#### [Objective]
Convert all the rows below into a Markdown table with the columns No. and Text. Put each line in its own table line, numbered in order, and skip blank lines. Leave the pictures out.
* start Data supplied *
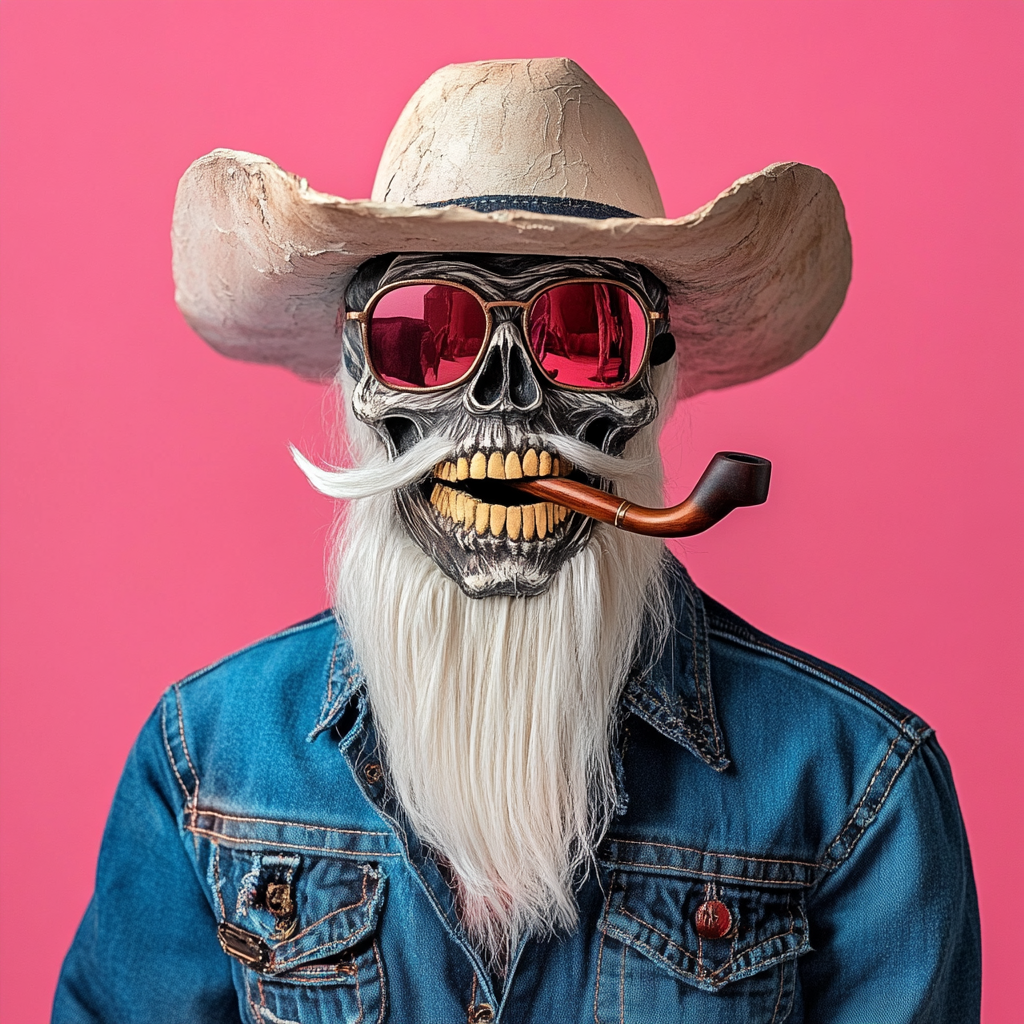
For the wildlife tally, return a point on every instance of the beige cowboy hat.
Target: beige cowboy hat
(511, 157)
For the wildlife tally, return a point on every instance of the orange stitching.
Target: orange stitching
(709, 853)
(340, 909)
(243, 841)
(216, 881)
(622, 986)
(863, 798)
(184, 748)
(600, 948)
(878, 807)
(170, 756)
(714, 875)
(330, 677)
(380, 980)
(358, 998)
(358, 933)
(297, 824)
(689, 954)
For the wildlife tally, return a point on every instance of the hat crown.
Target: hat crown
(538, 128)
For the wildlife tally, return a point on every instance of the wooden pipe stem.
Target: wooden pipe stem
(731, 479)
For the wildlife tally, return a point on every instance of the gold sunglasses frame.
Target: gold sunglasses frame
(363, 317)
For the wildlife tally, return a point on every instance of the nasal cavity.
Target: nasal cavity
(486, 387)
(523, 390)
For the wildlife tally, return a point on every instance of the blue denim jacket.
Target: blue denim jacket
(255, 866)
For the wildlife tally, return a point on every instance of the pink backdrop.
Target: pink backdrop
(153, 519)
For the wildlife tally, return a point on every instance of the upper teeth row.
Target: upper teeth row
(502, 466)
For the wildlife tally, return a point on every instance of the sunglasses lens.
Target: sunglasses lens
(590, 335)
(425, 335)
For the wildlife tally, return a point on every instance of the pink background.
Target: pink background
(153, 519)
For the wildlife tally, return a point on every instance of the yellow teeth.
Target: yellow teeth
(513, 521)
(528, 522)
(503, 466)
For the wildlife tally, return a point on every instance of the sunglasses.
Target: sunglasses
(585, 334)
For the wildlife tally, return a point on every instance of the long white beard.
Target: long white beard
(497, 714)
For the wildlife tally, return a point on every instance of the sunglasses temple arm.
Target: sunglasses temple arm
(731, 480)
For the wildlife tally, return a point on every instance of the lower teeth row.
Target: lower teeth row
(528, 520)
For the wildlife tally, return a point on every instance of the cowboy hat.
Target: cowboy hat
(511, 157)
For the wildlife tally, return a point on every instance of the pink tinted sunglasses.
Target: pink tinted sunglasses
(586, 334)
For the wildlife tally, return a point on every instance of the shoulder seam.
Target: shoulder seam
(760, 643)
(871, 800)
(310, 624)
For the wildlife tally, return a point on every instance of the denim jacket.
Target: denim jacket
(255, 866)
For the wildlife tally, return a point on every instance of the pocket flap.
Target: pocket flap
(707, 930)
(282, 910)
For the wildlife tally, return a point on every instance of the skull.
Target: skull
(485, 536)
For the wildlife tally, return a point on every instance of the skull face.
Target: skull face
(485, 536)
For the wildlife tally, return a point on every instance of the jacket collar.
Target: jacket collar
(674, 696)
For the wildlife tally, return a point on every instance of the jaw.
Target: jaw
(486, 537)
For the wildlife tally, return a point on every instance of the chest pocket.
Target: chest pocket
(719, 945)
(302, 932)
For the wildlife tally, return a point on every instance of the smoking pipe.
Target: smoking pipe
(730, 480)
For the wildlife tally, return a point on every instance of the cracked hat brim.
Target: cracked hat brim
(261, 262)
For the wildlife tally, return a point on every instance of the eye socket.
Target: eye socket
(425, 335)
(589, 335)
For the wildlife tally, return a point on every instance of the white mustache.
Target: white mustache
(378, 474)
(599, 463)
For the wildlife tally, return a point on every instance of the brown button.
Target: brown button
(280, 900)
(713, 920)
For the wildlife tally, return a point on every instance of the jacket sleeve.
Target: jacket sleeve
* end Data supplied *
#### [Task answer]
| No. | Text |
|---|---|
| 1 | For the wildlife tally, return a point on every instance of the beige cowboy hat. |
| 2 | Target: beige cowboy hat |
| 3 | (511, 157) |
| 4 | For the wildlife tally, return a point on every instance of the orange stitching. |
| 5 | Target: orange stitching |
| 6 | (709, 853) |
| 7 | (340, 909) |
| 8 | (243, 841) |
| 9 | (216, 881) |
| 10 | (622, 986) |
| 11 | (863, 798) |
| 12 | (184, 748) |
| 13 | (600, 948) |
| 14 | (878, 807) |
| 15 | (170, 756) |
| 16 | (714, 875) |
| 17 | (330, 677) |
| 18 | (380, 980) |
| 19 | (358, 998) |
| 20 | (358, 933) |
| 21 | (297, 824) |
| 22 | (689, 954) |
| 23 | For the wildlife tally, return a point on every instance of the hat crown. |
| 24 | Target: hat crown |
| 25 | (538, 128) |
| 26 | For the wildlife tally, return a point on every instance of the wooden pipe stem. |
| 27 | Target: wooden pipe stem |
| 28 | (731, 479) |
| 29 | For the wildlife tally, return a point on every instance of the gold sunglasses frame. |
| 30 | Target: gold sunglasses frame |
| 31 | (363, 317) |
| 32 | For the wildlife tally, return a point on every instance of the nasal cavity. |
| 33 | Target: nasal cavity |
| 34 | (486, 387) |
| 35 | (523, 390) |
| 36 | For the wildlife tally, return a point on every instance of the blue denim jacket. |
| 37 | Target: blue denim jacket |
| 38 | (255, 866) |
| 39 | For the wildlife tally, return a point on every instance of the pink backdrop. |
| 40 | Target: pink backdrop |
| 41 | (153, 519) |
| 42 | For the wildlife tally, return a point on every instance of the upper teeth row. |
| 43 | Target: upper teeth row |
| 44 | (502, 466) |
| 45 | For the wildlife tally, return a point on every instance of the sunglasses lens. |
| 46 | Target: sunglasses lens |
| 47 | (590, 335) |
| 48 | (425, 335) |
| 49 | For the wildlife tally, return a point on every instance of the pink background. |
| 50 | Target: pink background |
| 51 | (153, 519) |
| 52 | For the wildlife tally, return a point on every instance of the yellow teeth. |
| 53 | Target: yellow teeth |
| 54 | (513, 521) |
| 55 | (528, 522) |
| 56 | (503, 466) |
| 57 | For the wildlife tally, return a point on every instance of the sunglasses. |
| 58 | Target: sunglasses |
| 59 | (585, 334) |
| 60 | For the wildlife tally, return a point on every instance of the long white beard. |
| 61 | Target: long white beard |
| 62 | (497, 714) |
| 63 | For the wildlife tally, return a point on every instance of the sunglasses temple arm. |
| 64 | Target: sunglasses temple arm |
| 65 | (731, 480) |
| 66 | For the wildlife tally, return a point on every instance of the lower teeth row. |
| 67 | Target: lower teeth row |
| 68 | (528, 520) |
| 69 | For the wildlife tally, return a point on every instance of the cowboy hat. |
| 70 | Target: cowboy hat |
| 71 | (511, 157) |
| 72 | For the wildlife tally, return a point on every instance of the pink tinted sunglasses. |
| 73 | Target: pink tinted sunglasses |
| 74 | (586, 334) |
| 75 | For the wildlife tally, return a point on every instance of the shoulder seam. |
| 76 | Target: shoulder seam |
| 77 | (760, 643) |
| 78 | (871, 800) |
| 79 | (310, 624) |
| 80 | For the wildlife tally, return a point on every instance of the denim jacket. |
| 81 | Target: denim jacket |
| 82 | (255, 866) |
| 83 | For the wildlife tally, return a point on every instance of the pocket flap. |
| 84 | Target: pocket flap |
| 85 | (707, 930) |
| 86 | (282, 910) |
| 87 | For the wildlife tally, return a point on every instance of the skull. |
| 88 | Target: skull |
| 89 | (485, 536) |
| 90 | For the wildlife tally, return a point on every instance of the skull face. |
| 91 | Target: skull face |
| 92 | (485, 536) |
| 93 | For the wildlife tally, return a point on every instance of the jacket collar. |
| 94 | Target: jacket collar |
| 95 | (674, 696) |
| 96 | For the wildlife tally, return a point on every instance of the jaw. |
| 97 | Target: jaw |
| 98 | (486, 537) |
| 99 | For the wildlife tally, return a point on every instance of the chest pocket. |
| 100 | Target: chest pocket |
| 101 | (719, 945) |
| 102 | (302, 932) |
| 103 | For the wildlife tally, return a point on every instance of the smoking pipe. |
| 104 | Target: smoking pipe |
| 105 | (730, 480) |
| 106 | For the wildlife tally, return a point on every instance of the cracked hat brim. |
| 107 | Target: cracked hat brim |
| 108 | (261, 262) |
| 109 | For the wildlife tally, return a point on every instance of the eye socket. |
| 110 | Target: eye socket |
| 111 | (425, 335) |
| 112 | (589, 335) |
| 113 | For the wildlife tally, return a point on every instance of the white mustache. |
| 114 | Target: white mustache |
| 115 | (378, 474) |
| 116 | (599, 463) |
| 117 | For the wildlife tally, return a point on every instance of the brown button. |
| 118 | Target: brown button |
| 119 | (280, 900) |
| 120 | (713, 920) |
| 121 | For the wildlife tally, return a point on every instance of the jacket sleeve. |
| 122 | Target: jacket sleeve |